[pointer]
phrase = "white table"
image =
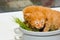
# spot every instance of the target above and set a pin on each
(7, 24)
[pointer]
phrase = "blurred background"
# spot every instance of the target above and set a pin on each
(19, 5)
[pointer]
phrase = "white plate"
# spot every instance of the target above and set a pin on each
(7, 24)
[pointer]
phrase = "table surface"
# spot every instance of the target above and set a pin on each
(7, 24)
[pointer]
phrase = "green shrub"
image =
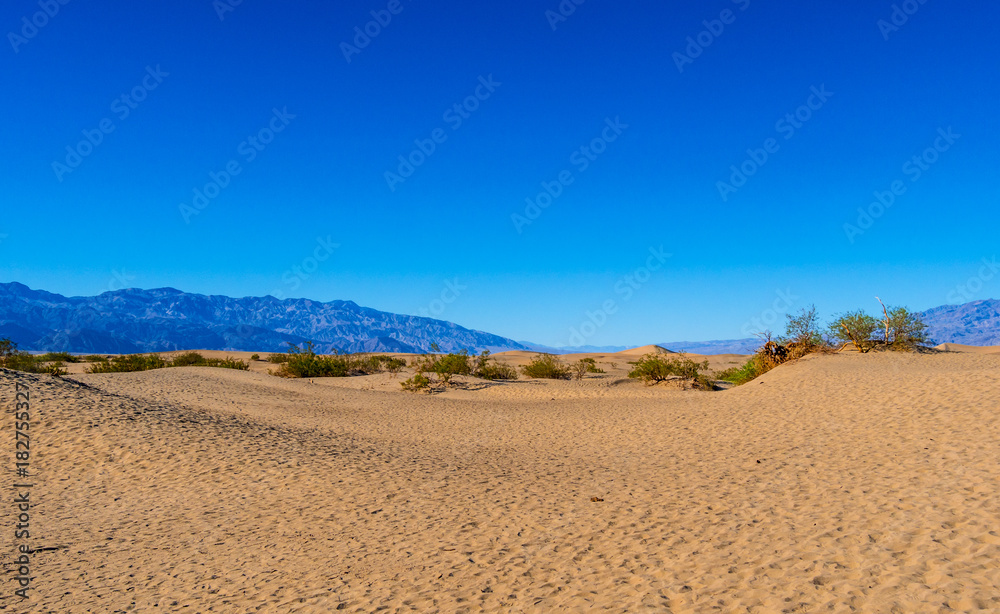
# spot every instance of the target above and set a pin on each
(907, 331)
(854, 327)
(225, 363)
(900, 329)
(194, 359)
(305, 362)
(129, 363)
(15, 359)
(585, 366)
(546, 366)
(188, 359)
(57, 356)
(803, 329)
(741, 374)
(654, 368)
(416, 383)
(490, 368)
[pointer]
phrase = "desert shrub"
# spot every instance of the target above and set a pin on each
(305, 362)
(194, 359)
(546, 366)
(584, 366)
(188, 359)
(453, 364)
(13, 358)
(906, 330)
(226, 363)
(129, 363)
(416, 383)
(7, 348)
(900, 329)
(445, 366)
(653, 368)
(368, 365)
(490, 368)
(854, 327)
(742, 374)
(57, 357)
(803, 329)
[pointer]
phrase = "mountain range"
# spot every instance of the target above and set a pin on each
(130, 321)
(165, 319)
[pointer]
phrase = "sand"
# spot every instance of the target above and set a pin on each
(841, 483)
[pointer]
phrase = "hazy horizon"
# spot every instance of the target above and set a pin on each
(511, 169)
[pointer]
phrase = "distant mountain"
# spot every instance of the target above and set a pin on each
(128, 321)
(165, 319)
(976, 323)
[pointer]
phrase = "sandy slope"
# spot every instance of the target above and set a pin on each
(838, 483)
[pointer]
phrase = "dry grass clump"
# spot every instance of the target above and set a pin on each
(305, 362)
(655, 368)
(546, 366)
(444, 367)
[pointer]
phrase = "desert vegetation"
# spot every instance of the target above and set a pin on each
(584, 366)
(655, 368)
(305, 362)
(898, 330)
(445, 366)
(546, 366)
(13, 358)
(129, 363)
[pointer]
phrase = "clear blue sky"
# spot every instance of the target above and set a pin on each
(182, 93)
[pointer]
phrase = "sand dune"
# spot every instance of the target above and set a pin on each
(859, 483)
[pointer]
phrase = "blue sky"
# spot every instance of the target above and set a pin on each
(607, 114)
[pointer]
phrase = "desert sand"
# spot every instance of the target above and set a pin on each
(840, 483)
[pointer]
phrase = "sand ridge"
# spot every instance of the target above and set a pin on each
(844, 483)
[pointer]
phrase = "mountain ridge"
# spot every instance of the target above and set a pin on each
(165, 319)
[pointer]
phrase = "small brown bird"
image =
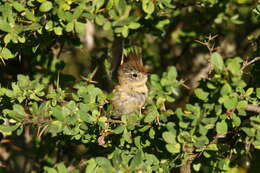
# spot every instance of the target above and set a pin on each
(131, 91)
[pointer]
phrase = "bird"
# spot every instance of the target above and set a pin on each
(131, 92)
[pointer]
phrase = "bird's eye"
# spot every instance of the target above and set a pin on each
(134, 75)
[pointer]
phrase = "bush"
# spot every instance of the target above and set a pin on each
(202, 113)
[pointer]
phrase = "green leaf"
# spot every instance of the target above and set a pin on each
(212, 147)
(19, 109)
(6, 53)
(148, 6)
(249, 131)
(226, 89)
(201, 94)
(58, 30)
(137, 160)
(69, 27)
(230, 102)
(80, 27)
(196, 167)
(18, 7)
(173, 148)
(217, 62)
(46, 6)
(236, 121)
(258, 93)
(57, 113)
(5, 26)
(8, 128)
(152, 114)
(105, 163)
(169, 137)
(134, 25)
(222, 127)
(91, 166)
(249, 91)
(125, 31)
(61, 168)
(119, 129)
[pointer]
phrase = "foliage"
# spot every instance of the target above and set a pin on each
(212, 128)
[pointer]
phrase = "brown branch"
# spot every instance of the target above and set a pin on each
(186, 167)
(253, 108)
(114, 121)
(246, 64)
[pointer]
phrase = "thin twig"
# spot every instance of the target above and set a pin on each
(246, 64)
(253, 108)
(114, 121)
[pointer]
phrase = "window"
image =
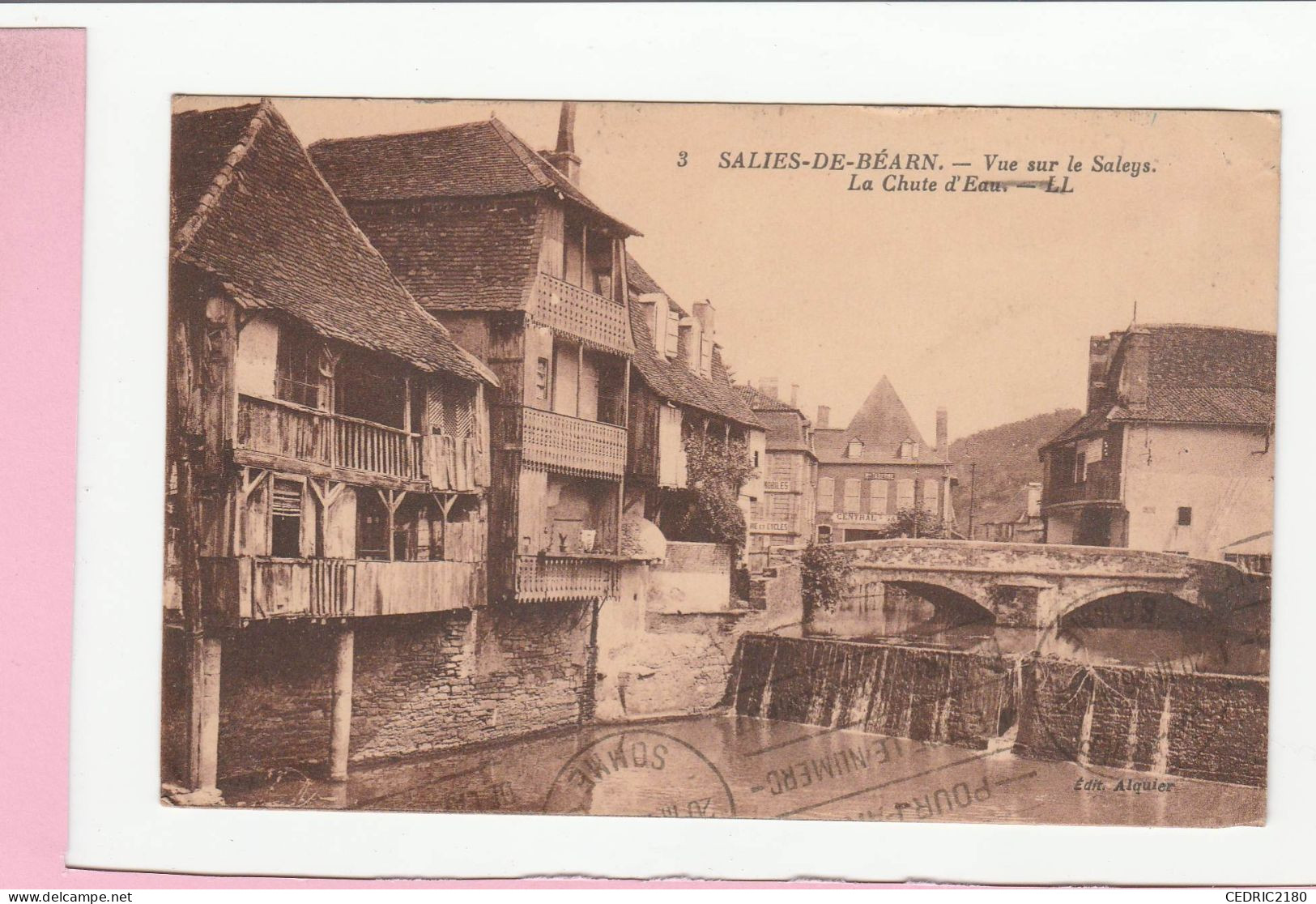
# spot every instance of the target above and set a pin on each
(905, 493)
(298, 368)
(878, 493)
(541, 379)
(827, 493)
(372, 525)
(286, 520)
(852, 495)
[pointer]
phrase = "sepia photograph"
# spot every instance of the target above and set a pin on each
(754, 461)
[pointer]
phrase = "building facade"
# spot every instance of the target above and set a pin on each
(1175, 450)
(785, 516)
(680, 394)
(499, 244)
(326, 438)
(878, 471)
(1023, 522)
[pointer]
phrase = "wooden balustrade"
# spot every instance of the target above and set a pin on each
(280, 428)
(1101, 483)
(261, 587)
(547, 579)
(579, 312)
(573, 445)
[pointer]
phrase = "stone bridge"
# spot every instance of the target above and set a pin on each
(1038, 585)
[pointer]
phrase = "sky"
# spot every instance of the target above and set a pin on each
(981, 301)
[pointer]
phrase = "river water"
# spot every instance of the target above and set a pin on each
(722, 766)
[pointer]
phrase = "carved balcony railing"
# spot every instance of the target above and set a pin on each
(1101, 484)
(553, 578)
(573, 445)
(284, 429)
(581, 313)
(257, 587)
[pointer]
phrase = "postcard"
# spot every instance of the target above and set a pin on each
(824, 462)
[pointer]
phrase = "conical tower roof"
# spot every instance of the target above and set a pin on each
(882, 421)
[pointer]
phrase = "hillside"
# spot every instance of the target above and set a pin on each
(1007, 459)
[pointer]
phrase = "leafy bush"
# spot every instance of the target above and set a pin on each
(916, 522)
(824, 575)
(716, 470)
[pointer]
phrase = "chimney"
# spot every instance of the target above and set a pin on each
(705, 315)
(564, 156)
(653, 308)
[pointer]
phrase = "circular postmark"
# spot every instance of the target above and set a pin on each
(640, 773)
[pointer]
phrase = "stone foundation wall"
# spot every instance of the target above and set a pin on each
(421, 683)
(654, 663)
(1196, 725)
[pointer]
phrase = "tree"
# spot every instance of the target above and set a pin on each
(916, 522)
(716, 470)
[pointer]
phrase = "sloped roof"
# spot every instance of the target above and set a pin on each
(880, 424)
(760, 402)
(473, 160)
(466, 255)
(252, 210)
(670, 378)
(1214, 375)
(1208, 375)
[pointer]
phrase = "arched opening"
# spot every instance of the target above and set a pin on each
(911, 611)
(1141, 628)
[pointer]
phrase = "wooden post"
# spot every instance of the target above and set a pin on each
(203, 737)
(579, 374)
(340, 723)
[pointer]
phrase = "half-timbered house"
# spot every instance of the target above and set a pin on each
(328, 440)
(500, 245)
(682, 391)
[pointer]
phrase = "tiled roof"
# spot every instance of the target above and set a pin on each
(1195, 375)
(671, 379)
(477, 254)
(783, 423)
(1210, 375)
(880, 424)
(267, 227)
(1094, 421)
(760, 402)
(474, 160)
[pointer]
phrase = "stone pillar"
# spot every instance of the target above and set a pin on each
(203, 740)
(340, 719)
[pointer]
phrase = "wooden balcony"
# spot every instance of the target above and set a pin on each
(256, 587)
(581, 313)
(573, 445)
(1101, 486)
(564, 578)
(295, 433)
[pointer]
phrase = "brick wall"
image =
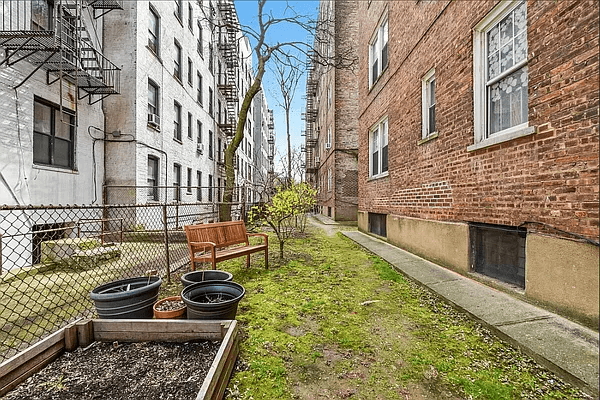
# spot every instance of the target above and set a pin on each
(550, 176)
(341, 118)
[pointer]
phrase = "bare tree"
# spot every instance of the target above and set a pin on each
(287, 75)
(285, 53)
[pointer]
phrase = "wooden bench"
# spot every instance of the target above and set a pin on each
(221, 241)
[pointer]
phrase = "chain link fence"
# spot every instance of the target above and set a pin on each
(51, 257)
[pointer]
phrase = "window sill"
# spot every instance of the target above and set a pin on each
(501, 138)
(55, 169)
(379, 77)
(429, 138)
(178, 18)
(154, 128)
(376, 177)
(154, 53)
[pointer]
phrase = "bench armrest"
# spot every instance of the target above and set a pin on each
(264, 235)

__Task prompt__
Pick out every line in the entries that contains the word "roof" and copy each of those lines in full.

__Exercise result__
phrase = "conical tower roof"
phrase = "sloped roof"
phrase = "tiled roof"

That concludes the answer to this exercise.